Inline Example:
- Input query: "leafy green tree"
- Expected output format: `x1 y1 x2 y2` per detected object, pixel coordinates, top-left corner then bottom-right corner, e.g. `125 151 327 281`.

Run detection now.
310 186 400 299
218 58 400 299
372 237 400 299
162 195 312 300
----
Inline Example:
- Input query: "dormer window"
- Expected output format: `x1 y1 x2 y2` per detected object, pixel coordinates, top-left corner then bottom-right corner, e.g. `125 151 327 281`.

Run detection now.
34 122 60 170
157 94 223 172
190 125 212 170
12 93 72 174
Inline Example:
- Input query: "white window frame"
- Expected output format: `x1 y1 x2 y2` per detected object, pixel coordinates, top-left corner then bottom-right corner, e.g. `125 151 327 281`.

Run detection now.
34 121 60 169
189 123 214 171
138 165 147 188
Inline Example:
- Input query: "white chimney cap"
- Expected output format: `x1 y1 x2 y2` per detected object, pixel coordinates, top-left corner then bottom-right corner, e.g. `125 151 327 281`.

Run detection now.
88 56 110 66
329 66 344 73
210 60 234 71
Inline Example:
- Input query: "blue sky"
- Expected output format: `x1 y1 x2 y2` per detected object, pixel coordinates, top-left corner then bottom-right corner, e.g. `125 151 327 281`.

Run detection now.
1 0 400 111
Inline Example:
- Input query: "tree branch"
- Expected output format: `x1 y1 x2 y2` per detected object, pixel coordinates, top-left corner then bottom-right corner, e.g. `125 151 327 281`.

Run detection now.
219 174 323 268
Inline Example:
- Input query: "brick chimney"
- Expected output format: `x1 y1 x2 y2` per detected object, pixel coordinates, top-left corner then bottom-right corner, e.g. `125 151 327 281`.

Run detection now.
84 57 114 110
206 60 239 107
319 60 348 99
----
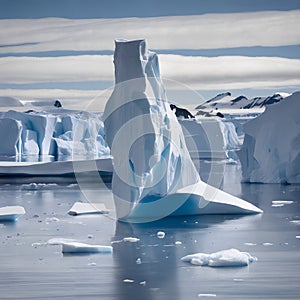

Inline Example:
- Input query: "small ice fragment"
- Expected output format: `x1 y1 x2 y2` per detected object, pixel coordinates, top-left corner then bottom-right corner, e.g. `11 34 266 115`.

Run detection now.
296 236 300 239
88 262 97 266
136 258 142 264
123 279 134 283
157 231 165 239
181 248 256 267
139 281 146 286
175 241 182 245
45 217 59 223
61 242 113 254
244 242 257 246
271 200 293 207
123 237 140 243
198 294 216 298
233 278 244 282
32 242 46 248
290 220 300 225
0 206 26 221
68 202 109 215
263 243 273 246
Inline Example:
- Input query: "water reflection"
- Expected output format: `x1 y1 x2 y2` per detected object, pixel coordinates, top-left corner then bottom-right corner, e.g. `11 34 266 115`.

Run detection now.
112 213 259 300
----
■ Problem details ■
Which lines of the material contain the string "white"? List each of them.

■ Finished task ■
- Input query: "white window frame"
- Input query: "white chimney cap"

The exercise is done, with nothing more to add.